[BEGIN Excerpt]

# Historical volatility from close prices (Haug pg 166)

I have implemented a function for calculating historical volatility using close the close method as described by Haug on page 166.

When I implemented the formula given by Haug, it resulted in some negative values for the variance. The data I am using is not suspect, so the fault must lie in either:

• my implementation or
• the formula itself.

Here is a rough sketch of my implementation function (in Python)

# close_prices is a time sorted list of pricedata objects
# returns a list of calculated volatilities
def calc_volatility(close_prices, period):
startpos, stoppos, raw_vols = (0, period, [])
while True:
subset = close_prices[startpos:stoppos+1]
period_returns      = [ subset[i].close_price/subset[i-1].close_price for i in range(1,len(subset)) ]
log_returns         = [ math.log(x) for x in period_returns ]
log_squared_returns = [ math.log(pow(x,2)) for x in period_returns ]

sum_squares_1 = sum( log_squared_returns ) / (period-1)
sum_squares_2 = pow( sum( log_returns ), 2) / (period * (period -1))

variance = sum_squares_1 - sum_squares_2
print "ss1: {0} - ss2: {1}. Variance: {2}".format(sum_squares_1, sum_squares_2, variance)

[END Excerpt]

Written problem 1. In the post on historical volatility, what went wrong when the formula given by Haug was implemented?
Written problem 2. Quote the post on historical volatility, starting at "# Historical volatility" and ending at "the formula itself.".
The listing has no connection to the post on historical volatility.

[BEGIN Data shown]

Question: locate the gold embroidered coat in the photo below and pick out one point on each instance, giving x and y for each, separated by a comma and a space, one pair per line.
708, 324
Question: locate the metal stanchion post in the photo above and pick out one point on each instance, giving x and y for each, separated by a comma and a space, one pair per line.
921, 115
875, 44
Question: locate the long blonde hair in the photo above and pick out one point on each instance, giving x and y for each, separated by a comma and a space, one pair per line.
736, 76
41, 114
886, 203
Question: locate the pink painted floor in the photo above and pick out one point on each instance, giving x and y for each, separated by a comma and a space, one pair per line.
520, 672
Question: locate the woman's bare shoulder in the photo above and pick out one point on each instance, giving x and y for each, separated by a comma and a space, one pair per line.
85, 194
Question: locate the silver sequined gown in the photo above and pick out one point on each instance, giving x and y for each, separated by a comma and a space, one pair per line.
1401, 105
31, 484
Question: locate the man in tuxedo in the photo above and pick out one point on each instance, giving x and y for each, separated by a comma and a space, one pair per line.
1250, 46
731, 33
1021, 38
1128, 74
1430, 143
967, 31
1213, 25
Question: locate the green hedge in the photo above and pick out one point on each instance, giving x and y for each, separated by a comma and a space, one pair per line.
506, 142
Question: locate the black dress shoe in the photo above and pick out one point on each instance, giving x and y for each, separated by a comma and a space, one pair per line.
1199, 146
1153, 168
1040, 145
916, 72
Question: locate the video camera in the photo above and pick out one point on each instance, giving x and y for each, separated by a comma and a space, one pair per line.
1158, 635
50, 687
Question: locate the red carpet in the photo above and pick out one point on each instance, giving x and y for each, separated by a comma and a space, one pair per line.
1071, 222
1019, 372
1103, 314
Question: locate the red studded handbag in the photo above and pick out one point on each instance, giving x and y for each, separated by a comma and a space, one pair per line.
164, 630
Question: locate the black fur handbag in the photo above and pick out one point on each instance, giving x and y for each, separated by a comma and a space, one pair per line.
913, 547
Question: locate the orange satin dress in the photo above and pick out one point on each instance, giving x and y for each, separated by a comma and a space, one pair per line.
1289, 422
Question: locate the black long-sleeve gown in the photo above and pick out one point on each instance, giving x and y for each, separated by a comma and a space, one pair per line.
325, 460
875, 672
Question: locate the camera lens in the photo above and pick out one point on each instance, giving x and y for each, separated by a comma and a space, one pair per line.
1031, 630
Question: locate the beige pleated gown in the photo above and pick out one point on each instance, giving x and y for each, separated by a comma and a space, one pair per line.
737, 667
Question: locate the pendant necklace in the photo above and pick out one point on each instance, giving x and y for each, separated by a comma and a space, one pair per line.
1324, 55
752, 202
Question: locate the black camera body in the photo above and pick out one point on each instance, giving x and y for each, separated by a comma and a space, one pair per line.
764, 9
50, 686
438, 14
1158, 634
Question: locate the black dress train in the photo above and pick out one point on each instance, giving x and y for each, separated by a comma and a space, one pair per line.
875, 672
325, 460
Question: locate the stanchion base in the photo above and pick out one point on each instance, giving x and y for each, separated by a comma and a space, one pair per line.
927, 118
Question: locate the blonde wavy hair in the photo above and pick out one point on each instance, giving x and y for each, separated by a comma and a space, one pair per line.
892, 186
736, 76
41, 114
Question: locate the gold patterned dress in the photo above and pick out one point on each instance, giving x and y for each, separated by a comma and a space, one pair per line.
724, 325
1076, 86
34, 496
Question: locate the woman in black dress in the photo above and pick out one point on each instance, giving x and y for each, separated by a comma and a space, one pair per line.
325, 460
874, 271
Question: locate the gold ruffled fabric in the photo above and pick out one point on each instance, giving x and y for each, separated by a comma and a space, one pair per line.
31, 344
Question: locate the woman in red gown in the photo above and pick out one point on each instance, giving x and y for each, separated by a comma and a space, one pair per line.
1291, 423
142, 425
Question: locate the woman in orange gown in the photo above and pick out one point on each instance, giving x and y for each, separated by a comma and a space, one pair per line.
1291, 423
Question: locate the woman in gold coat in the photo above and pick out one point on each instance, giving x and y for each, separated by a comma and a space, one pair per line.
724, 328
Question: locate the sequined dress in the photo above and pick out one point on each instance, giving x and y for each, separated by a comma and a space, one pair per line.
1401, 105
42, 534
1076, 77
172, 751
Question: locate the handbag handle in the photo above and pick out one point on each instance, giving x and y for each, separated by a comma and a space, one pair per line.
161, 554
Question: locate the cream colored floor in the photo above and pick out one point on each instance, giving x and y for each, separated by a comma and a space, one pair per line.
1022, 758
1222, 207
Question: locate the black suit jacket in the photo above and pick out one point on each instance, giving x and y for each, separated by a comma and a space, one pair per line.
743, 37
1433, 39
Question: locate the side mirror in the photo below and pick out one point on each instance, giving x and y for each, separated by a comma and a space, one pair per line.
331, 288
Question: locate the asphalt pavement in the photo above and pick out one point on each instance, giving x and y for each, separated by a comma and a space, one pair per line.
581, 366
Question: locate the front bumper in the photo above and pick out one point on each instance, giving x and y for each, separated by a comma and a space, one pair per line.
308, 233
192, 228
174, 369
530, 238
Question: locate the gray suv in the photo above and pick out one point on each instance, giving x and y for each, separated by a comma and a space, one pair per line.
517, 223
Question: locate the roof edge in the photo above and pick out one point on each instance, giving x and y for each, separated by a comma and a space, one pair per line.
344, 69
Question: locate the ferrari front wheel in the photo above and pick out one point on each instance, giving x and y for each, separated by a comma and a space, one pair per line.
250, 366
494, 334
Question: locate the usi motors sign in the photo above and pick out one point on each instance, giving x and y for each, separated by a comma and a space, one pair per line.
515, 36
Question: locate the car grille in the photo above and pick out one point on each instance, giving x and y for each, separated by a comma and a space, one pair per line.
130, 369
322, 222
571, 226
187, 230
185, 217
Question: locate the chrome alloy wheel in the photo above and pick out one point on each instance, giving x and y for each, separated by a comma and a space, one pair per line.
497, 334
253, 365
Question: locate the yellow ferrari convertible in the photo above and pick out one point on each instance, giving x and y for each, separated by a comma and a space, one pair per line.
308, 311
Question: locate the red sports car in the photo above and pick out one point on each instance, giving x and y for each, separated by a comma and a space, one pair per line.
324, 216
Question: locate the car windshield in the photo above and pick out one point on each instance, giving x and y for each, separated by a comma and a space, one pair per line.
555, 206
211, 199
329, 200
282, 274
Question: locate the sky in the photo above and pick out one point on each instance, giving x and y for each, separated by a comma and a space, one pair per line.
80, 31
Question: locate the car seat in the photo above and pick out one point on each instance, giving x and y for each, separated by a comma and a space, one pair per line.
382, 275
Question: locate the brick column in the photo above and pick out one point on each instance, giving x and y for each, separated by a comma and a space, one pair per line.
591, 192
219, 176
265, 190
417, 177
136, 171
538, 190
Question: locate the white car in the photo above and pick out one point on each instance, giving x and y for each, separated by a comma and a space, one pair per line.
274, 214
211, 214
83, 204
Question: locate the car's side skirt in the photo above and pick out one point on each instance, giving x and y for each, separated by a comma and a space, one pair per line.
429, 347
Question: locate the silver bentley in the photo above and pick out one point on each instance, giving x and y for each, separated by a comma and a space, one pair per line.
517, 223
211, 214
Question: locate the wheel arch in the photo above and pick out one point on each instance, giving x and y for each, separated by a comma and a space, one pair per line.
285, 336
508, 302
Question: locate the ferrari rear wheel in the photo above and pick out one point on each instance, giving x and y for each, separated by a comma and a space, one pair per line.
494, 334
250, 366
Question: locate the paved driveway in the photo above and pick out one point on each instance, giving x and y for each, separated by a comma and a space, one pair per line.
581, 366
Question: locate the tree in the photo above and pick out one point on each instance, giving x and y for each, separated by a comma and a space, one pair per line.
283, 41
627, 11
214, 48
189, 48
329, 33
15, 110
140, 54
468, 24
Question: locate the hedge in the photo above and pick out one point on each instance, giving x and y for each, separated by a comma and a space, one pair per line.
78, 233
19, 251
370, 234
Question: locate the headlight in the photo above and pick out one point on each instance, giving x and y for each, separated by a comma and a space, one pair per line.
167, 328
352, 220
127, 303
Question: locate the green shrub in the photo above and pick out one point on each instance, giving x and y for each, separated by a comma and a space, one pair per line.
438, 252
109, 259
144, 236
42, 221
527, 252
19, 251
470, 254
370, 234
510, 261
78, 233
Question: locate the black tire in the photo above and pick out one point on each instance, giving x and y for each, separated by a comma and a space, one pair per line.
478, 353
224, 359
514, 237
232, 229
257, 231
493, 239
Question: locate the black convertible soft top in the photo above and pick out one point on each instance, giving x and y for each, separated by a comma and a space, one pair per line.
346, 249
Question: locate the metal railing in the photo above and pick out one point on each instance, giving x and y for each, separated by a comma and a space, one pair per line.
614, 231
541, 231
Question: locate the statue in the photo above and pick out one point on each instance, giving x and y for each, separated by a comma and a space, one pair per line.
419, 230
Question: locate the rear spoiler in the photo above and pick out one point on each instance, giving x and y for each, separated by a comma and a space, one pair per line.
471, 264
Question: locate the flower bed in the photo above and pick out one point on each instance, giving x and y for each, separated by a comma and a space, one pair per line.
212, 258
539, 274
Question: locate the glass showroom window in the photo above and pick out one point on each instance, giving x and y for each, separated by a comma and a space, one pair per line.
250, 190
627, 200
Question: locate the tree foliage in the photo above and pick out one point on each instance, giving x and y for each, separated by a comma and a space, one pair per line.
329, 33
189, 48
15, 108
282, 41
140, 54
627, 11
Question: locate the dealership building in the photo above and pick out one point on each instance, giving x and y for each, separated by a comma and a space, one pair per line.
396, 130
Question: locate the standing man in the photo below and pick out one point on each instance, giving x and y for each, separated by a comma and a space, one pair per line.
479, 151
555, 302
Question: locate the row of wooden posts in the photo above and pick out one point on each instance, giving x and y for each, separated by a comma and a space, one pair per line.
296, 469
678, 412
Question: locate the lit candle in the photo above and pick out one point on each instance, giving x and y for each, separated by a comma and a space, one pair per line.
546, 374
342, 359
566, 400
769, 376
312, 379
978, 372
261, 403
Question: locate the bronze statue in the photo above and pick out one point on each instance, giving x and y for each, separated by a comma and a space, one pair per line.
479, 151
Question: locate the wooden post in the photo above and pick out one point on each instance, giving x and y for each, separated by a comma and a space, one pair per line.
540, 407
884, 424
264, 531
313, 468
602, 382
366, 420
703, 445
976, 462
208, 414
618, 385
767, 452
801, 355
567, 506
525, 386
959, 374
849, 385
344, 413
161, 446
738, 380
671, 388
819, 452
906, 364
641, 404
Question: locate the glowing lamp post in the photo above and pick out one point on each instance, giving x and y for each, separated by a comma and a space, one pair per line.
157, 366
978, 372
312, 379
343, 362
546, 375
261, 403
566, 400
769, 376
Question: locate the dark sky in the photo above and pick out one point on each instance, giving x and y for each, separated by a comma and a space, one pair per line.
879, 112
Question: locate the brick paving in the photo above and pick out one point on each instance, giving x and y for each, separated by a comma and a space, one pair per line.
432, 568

[END Data shown]

Correct answer 1. It produced some negative values for the variance.

Correct answer 2.
# Historical volatility from close prices (Haug pg 166)

I have implemented a function for calculating historical volatility using close the close method as described by Haug on page 166.

When I implemented the formula given by Haug, it resulted in some negative values for the variance. The data I am using is not suspect, so the fault must lie in either:

• my implementation or
• the formula itself.